_Problème posé_: Dans l’extrait sur la manifestation du Premier mai, recopiez le passage entre « La ministre Jérôme-Forget » et « patrons du Québec. » inclus, en substituant « grève de 48 heures » à « grève de 24 heures ».

_Extrait de page_:
======

Le peuple de gauche du Québec est descendu dans les rues de Montréal

mardi 4 mai 2004, par Bernard Rioux

Plus de 100 000 travailleurs et travailleuses sont descendus dans les rues le Premier mai dernier pour dire un non retentissant aux politiques néolibérales du gouvernement Charest. Ils et elles provenaient de toutes les centrales syndicales et syndicats indépendants, des groupes populaires et autres groupes sociaux. Toutes les régions du Québec étaient représentées. Au Québec, il y a un peuple de gauche, il était dans la rue.

Il a dit non à l’offensive capitaliste visant la privatisation des services publics et la détérioration des conditions de travail et de vie de la majorité de la population.

Les lois adoptées l’automne dernier cherchent à affaiblir le mouvement syndical en s’attaquant au droit à la syndicalisation, en favorisant la sous-traitance, en réorganisant d’autorité l’organisation syndicale dans le secteur de la santé. Ces lois cherchent à créer les conditions visant à faciliter l’imposition des contre-réformes du gouvernement libéral.

La ministre Jérôme-Forget nous annoncera dans les prochains jours les détails de sa réingénérie de l’État. La résistance sera au rendez-vous. Déjà, nombre de syndicats ont obtenu un mandat de grève de 24 heures. Mais, on peut estimer, que si cette grève de 24 heures sera un moment dans le renforcement de la résistance au gouvernement Charest et aux politiques néolibérales, la perspective d’une grève générale reconductible sera nécessaire pour casser la détermination de ce gouvernement à modifier radicalement les rapports de force entre classes en faveur des patrons du Québec.

======

_Extrait des données_:
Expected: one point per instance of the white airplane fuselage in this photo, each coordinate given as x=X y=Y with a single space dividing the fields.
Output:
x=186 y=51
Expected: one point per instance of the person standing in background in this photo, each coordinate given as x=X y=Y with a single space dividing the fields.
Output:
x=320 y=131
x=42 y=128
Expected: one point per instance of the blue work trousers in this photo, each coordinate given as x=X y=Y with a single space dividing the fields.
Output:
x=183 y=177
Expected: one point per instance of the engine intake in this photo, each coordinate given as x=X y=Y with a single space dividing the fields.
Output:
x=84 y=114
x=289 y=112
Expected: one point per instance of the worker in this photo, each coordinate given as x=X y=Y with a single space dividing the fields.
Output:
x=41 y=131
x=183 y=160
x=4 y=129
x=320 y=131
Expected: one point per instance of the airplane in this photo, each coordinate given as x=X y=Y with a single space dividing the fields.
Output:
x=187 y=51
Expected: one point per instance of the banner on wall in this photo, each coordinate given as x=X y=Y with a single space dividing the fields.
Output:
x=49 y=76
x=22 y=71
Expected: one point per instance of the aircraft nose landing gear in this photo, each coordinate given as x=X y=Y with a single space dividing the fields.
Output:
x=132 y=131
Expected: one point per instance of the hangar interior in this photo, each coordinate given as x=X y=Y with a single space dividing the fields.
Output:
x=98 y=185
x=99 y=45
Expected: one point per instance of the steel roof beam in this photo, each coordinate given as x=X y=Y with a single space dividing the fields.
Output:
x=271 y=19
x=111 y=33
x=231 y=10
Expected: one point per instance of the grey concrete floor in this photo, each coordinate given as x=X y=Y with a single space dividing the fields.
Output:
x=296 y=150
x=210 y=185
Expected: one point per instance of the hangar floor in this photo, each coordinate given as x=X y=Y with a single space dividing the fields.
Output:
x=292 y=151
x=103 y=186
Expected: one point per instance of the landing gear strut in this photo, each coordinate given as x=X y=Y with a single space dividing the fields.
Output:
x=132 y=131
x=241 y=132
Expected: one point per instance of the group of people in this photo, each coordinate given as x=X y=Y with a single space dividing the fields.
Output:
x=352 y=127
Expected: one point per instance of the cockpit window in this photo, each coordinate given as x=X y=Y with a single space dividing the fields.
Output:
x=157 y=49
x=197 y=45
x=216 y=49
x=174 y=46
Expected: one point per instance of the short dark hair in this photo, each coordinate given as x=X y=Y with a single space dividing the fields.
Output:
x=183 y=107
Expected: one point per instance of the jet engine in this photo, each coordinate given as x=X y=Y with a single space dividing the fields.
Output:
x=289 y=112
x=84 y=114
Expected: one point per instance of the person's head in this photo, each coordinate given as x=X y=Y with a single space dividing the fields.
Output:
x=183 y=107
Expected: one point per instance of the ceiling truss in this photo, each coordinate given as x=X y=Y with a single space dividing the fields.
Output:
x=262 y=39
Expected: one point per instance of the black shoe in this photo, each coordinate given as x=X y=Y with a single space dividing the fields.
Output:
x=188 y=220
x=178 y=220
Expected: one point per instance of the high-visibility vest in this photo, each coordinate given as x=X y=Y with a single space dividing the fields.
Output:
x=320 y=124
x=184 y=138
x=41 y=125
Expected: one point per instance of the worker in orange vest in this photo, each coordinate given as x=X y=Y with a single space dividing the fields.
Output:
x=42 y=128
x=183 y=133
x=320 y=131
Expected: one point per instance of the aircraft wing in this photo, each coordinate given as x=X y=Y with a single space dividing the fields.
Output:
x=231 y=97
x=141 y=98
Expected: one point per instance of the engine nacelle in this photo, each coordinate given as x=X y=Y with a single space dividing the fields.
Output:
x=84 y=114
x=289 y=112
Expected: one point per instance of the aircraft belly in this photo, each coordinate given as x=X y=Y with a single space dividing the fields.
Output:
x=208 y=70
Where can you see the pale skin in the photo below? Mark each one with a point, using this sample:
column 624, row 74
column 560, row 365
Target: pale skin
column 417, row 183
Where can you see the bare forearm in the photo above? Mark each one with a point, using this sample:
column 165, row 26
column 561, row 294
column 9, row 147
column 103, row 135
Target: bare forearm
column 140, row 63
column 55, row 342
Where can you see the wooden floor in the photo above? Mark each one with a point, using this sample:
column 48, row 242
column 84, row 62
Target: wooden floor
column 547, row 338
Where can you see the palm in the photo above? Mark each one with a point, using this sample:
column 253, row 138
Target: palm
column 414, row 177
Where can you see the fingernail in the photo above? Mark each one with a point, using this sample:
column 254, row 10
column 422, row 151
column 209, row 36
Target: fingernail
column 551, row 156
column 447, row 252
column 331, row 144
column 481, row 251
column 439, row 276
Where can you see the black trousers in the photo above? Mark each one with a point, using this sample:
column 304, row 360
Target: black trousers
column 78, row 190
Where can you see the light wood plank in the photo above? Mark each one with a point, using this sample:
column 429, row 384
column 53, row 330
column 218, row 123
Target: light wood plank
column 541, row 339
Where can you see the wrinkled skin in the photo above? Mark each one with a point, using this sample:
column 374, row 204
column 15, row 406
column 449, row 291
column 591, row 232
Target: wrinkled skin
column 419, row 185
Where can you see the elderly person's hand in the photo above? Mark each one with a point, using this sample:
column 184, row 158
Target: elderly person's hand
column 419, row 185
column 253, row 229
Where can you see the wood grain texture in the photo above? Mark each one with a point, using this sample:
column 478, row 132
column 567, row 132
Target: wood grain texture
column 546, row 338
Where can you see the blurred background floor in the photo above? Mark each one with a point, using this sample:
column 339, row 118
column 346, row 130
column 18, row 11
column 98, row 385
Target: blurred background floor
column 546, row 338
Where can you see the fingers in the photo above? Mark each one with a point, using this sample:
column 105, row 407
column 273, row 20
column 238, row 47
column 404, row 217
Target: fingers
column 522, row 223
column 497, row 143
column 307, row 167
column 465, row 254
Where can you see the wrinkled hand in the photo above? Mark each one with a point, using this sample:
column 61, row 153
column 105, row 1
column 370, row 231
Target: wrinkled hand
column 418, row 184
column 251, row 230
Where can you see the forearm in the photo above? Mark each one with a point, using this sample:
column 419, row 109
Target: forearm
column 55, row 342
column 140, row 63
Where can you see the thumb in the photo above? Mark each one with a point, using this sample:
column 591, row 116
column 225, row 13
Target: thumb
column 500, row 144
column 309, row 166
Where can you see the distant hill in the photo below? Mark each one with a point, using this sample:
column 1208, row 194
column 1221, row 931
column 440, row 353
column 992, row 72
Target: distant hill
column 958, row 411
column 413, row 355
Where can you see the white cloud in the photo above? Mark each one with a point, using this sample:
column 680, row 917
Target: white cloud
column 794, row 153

======

_Réponse rédigée_:
La ministre Jérôme-Forget nous annoncera dans les prochains jours les détails de sa réingénérie de l’État. La résistance sera au rendez-vous. Déjà, nombre de syndicats ont obtenu un mandat de grève de 48 heures. Mais, on peut estimer, que si cette grève de 48 heures sera un moment dans le renforcement de la résistance au gouvernement Charest et aux politiques néolibérales, la perspective d’une grève générale reconductible sera nécessaire pour casser la détermination de ce gouvernement à modifier radicalement les rapports de force entre classes en faveur des patrons du Québec.